***** ENTRIES PROVIDED

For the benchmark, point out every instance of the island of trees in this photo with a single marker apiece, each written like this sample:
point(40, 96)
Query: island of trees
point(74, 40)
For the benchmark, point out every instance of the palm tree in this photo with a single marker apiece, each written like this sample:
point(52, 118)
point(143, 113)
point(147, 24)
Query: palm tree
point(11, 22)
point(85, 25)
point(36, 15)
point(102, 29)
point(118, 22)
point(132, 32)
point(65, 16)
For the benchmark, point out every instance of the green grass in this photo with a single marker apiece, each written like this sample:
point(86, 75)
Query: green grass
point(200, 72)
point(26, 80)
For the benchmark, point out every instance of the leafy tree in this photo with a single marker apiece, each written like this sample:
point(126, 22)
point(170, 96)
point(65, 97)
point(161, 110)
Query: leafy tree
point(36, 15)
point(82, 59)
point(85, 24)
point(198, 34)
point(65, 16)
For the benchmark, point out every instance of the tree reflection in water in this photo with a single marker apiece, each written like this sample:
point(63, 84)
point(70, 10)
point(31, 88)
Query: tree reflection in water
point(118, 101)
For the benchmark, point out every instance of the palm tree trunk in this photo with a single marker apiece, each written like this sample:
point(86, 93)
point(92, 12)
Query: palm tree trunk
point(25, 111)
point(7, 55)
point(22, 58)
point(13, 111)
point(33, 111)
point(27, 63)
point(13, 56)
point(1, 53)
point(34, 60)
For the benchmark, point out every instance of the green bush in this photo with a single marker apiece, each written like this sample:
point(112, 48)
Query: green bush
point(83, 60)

**********
***** ENTRIES PROVIDED

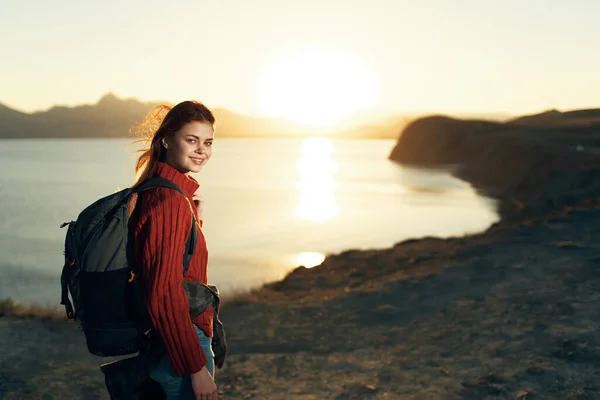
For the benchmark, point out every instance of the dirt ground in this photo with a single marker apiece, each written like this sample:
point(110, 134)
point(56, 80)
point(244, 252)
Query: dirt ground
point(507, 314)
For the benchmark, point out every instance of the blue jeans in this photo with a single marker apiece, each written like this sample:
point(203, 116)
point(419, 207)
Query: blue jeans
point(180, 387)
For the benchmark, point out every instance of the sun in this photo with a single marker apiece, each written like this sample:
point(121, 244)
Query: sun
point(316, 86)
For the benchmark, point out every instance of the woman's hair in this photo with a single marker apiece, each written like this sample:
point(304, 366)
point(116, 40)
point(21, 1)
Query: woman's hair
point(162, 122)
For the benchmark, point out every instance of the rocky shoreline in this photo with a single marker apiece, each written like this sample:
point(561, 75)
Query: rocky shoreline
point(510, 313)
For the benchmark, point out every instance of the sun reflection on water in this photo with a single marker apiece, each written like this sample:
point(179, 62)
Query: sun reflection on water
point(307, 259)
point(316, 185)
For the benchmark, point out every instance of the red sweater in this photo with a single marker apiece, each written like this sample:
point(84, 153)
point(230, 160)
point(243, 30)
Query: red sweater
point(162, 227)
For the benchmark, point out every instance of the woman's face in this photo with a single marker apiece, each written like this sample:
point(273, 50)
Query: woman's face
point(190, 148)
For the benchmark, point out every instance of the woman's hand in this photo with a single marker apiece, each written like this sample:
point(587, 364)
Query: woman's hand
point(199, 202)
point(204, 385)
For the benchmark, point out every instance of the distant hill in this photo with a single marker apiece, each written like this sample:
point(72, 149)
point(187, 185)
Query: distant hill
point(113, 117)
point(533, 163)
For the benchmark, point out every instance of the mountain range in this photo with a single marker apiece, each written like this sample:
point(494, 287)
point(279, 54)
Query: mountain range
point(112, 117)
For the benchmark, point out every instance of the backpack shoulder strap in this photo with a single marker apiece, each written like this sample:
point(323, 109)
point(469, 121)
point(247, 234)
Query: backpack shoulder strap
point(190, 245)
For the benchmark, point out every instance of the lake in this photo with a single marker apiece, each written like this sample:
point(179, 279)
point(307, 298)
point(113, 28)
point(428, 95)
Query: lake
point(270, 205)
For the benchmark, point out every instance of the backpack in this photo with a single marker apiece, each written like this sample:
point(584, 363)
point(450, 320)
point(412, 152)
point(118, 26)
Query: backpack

**********
***** ENTRIES PROVIDED

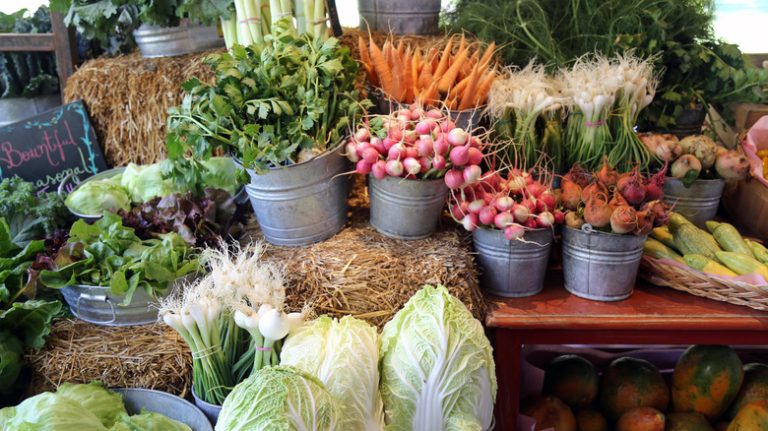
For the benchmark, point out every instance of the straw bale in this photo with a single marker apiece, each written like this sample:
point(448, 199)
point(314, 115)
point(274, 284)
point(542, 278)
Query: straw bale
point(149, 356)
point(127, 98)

**********

**JOB:**
Can you copy out, word for word, the stretch of the items that starts with the line containing "the backpack shoulder" and ends with the line containing "point(270, 205)", with both of those lines included?

**EXERCISE SOLUTION:**
For the benchmark, point out every instance of the backpack shoulder strap in this photo with a single marker apiece, each written like this sample:
point(323, 109)
point(469, 121)
point(247, 234)
Query: backpack shoulder strap
point(190, 245)
For the benchmark, point out every instance of the lake in this photo with a single marker apiece, each written like this sample:
point(179, 279)
point(307, 298)
point(113, 28)
point(428, 95)
Query: lake
point(270, 205)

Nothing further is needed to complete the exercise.